=== Belge Bölümü ===
Önce Osmanlı’dan kopan, sonra Mısır’dan, sonra da Kuzey ve Güney’in birbirinden ayrılması ile gitgide küçülen topraklar. Ne var ki bunca bölünme, ayrışmayı savunanların aksine söz konusu coğrafyaya ne refah, ne huzur, ne de barış getirdi. Şimdi de sadece 3 yıllık tarihi olan Güney Sudan, yine kabileler arası bir savaşa sahne oluyor. Bölünmenin huzur ve refah getireceğine inanlar, acaba şimdi de bu ülkenin kabilelere ayrılmasının mı doğru olacağını söyleyecekler diye merak etmemek elde değil!
450’den fazla kabilenin ve 130’dan fazla dilin konuşulduğu bir devleti en ufak etnik unsuruna kadar bölerseniz, ortada bir ülke bırakmazsınız. Sonra da bölük pörçük olan halkı devletsiz, korumasız, sefalet içinde ve anarşinin hakim olduğu bir ortamda yaşam sürmeye mahkum edersiniz. Güçlünün güçsüzü ezdiği, herkesin silahlara sarıldığı bir çatışma meydana getirirsiniz. Tıpkı şu an Sudan’da olduğu gibi…
BM verilerine göre şu ana kadar Güney Sudan’daki iç savaşta 1000’den fazla insan hayatını kaybetti. Yüz binlerce insan da canını korumak için evini terk edip BM kamplarına sığınmak zorunda kaldı. Sadece 8,5 milyon nüfusu olan bu ülkede etnik gruplar çeşitli sebeplerle birbirlerine karşı kışkırtıldığından, ülke neredeyse kabile kabile bölünme noktasına geldi.
Aslında Güney Sudan, pek çok Batılı devletin ve Afrika ülkesinin bakışlarını üzerine çevirdiği jeostratejik öneme sahip bir ülke. Kuşkusuz ki dikkatleri bu denli üzerine çekmesinin en büyük sebebi, sahip olduğu zengin petrol yatakları.
Petrol havzaları, Güney Sudan’ın kuzey bölgelerinde yer alıyor. Güney bölgeler ise doğal kaynaklar yönünden fakir. İşte ülkedeki kargaşanın ana sebebi, güneydeki kabilelerin petrol gelirlerinden yeterince faydalanamamalarından kaynaklanıyor.
Zaten bir bölgeyi küçük toprak parçalarına ayırmanın en önemli sakıncalarından biri, kimi bölgelerin fakirliğe terk ediliyor olmasıdır. Zira bir ülkenin tüm topraklarının, aynı derece zengin doğal kaynak barındırması çok zor bir ihtimaldir. Yoksulluğa ve sefalete terk edilenlerin de can havliyle diğer bölgelere saldırmaya başlaması kaçınılmaz olmaktadır. Nitekim Güney Sudan’da da böyle bir durum söz konusu. Kendilerini ekonomik olarak güvence altında hissetmeyenler böyle bir çatışmaya itiliyorlar. Bölge insanı genel olarak zaten çok yoksul. Petrol gelirleri de sadece belirli bir bölgede yaşayanlarca alınırsa, diğer insanlar açıkça sefalete ve mahrumiyete terk edilmiş oluyor. Doğru ve adil olan, ülkedeki herkesin doğal kaynak gelirlerden istifade etmesinin sağlanmasıdır.
=== Sunulan Malzeme ===
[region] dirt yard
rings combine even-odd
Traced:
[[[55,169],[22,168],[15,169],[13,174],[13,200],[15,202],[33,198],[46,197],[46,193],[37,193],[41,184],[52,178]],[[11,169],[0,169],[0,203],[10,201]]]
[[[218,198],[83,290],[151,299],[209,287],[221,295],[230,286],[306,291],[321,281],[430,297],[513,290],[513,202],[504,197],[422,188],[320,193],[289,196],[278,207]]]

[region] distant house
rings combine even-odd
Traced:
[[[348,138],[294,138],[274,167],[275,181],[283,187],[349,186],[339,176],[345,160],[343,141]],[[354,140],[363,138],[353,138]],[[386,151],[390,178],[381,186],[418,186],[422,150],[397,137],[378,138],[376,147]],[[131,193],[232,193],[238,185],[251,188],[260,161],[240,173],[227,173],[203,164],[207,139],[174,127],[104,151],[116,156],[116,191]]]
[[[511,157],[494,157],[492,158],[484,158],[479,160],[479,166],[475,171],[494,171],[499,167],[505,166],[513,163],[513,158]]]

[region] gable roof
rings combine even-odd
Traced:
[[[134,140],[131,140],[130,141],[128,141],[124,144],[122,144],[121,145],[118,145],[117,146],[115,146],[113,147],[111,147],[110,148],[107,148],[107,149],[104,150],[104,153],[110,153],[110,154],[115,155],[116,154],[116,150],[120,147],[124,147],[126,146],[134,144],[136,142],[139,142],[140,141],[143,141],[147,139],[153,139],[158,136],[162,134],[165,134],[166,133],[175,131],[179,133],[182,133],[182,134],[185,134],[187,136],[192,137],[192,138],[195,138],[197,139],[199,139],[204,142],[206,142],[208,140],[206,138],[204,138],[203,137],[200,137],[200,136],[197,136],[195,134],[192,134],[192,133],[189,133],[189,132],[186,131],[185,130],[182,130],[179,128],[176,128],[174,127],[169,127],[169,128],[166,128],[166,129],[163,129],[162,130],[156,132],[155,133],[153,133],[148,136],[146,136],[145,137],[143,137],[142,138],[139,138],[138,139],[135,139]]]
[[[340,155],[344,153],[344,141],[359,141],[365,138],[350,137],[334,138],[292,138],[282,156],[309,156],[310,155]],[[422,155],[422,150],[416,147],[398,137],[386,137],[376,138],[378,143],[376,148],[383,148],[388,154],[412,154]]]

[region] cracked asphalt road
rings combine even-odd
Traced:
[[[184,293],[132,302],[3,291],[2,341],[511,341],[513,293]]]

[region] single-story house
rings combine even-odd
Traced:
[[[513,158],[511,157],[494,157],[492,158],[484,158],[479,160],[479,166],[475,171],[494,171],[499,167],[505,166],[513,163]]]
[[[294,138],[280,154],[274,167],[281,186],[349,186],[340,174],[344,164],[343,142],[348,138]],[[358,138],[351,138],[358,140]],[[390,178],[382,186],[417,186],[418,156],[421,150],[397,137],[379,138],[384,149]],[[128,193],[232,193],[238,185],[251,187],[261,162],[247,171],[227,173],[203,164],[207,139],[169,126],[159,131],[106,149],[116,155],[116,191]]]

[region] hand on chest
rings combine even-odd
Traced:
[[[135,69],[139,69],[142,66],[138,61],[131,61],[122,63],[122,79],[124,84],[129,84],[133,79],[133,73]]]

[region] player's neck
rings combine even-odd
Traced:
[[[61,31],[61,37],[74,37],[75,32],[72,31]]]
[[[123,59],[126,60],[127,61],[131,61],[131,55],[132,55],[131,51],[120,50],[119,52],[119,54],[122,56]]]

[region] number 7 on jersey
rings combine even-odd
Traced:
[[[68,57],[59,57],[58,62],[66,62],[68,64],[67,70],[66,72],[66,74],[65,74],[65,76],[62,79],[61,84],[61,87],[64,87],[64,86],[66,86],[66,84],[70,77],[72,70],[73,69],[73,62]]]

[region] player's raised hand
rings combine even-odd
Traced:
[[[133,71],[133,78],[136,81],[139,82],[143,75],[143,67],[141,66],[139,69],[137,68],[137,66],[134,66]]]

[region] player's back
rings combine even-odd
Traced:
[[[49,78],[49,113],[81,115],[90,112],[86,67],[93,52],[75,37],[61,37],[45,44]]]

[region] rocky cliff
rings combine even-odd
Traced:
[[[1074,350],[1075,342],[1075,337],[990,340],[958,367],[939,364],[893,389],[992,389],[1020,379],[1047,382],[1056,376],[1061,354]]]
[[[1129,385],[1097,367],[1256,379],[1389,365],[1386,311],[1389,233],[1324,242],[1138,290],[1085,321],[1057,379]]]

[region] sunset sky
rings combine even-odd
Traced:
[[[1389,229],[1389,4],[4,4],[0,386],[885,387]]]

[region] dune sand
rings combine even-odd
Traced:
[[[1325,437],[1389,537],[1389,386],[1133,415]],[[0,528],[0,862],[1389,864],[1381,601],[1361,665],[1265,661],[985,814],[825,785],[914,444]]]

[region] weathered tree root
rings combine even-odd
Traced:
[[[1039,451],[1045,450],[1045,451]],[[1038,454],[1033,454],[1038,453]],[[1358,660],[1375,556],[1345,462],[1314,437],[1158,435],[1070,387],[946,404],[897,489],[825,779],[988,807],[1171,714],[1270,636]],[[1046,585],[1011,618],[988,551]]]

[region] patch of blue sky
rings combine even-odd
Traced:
===
Görevler:
**a)** Aşağıdaki ifadelerin Güney Sudan metniyle uyuşup uyuşmadığını belirleyin; her biri için evet ya da hayır yazıp karar veren ifadeyi metinden aynen alıntılayın. (i) Güney Sudan'ın nüfusu 8,5 milyondur. (ii) Petrol havzaları Güney Sudan'ın güney bölgelerinde bulunur. (iii) BM verilerine göre iç savaşta 1000'den fazla kişi hayatını kaybetmiştir.
**b)** Güney Sudan metnine göre ülkedeki kargaşanın ana sebebi nedir?
Yalnızca Güney Sudan metnine dayanın.

Çözümler:
**a)**
(i) Evet: "Sadece 8,5 milyon nüfusu olan bu ülkede"
(ii) Hayır: "Petrol havzaları, Güney Sudan’ın kuzey bölgelerinde yer alıyor."
(iii) Evet: "BM verilerine göre şu ana kadar Güney Sudan’daki iç savaşta 1000’den fazla insan hayatını kaybetti."

**b)** Güneydeki kabilelerin petrol gelirlerinden yeterince faydalanamamaları.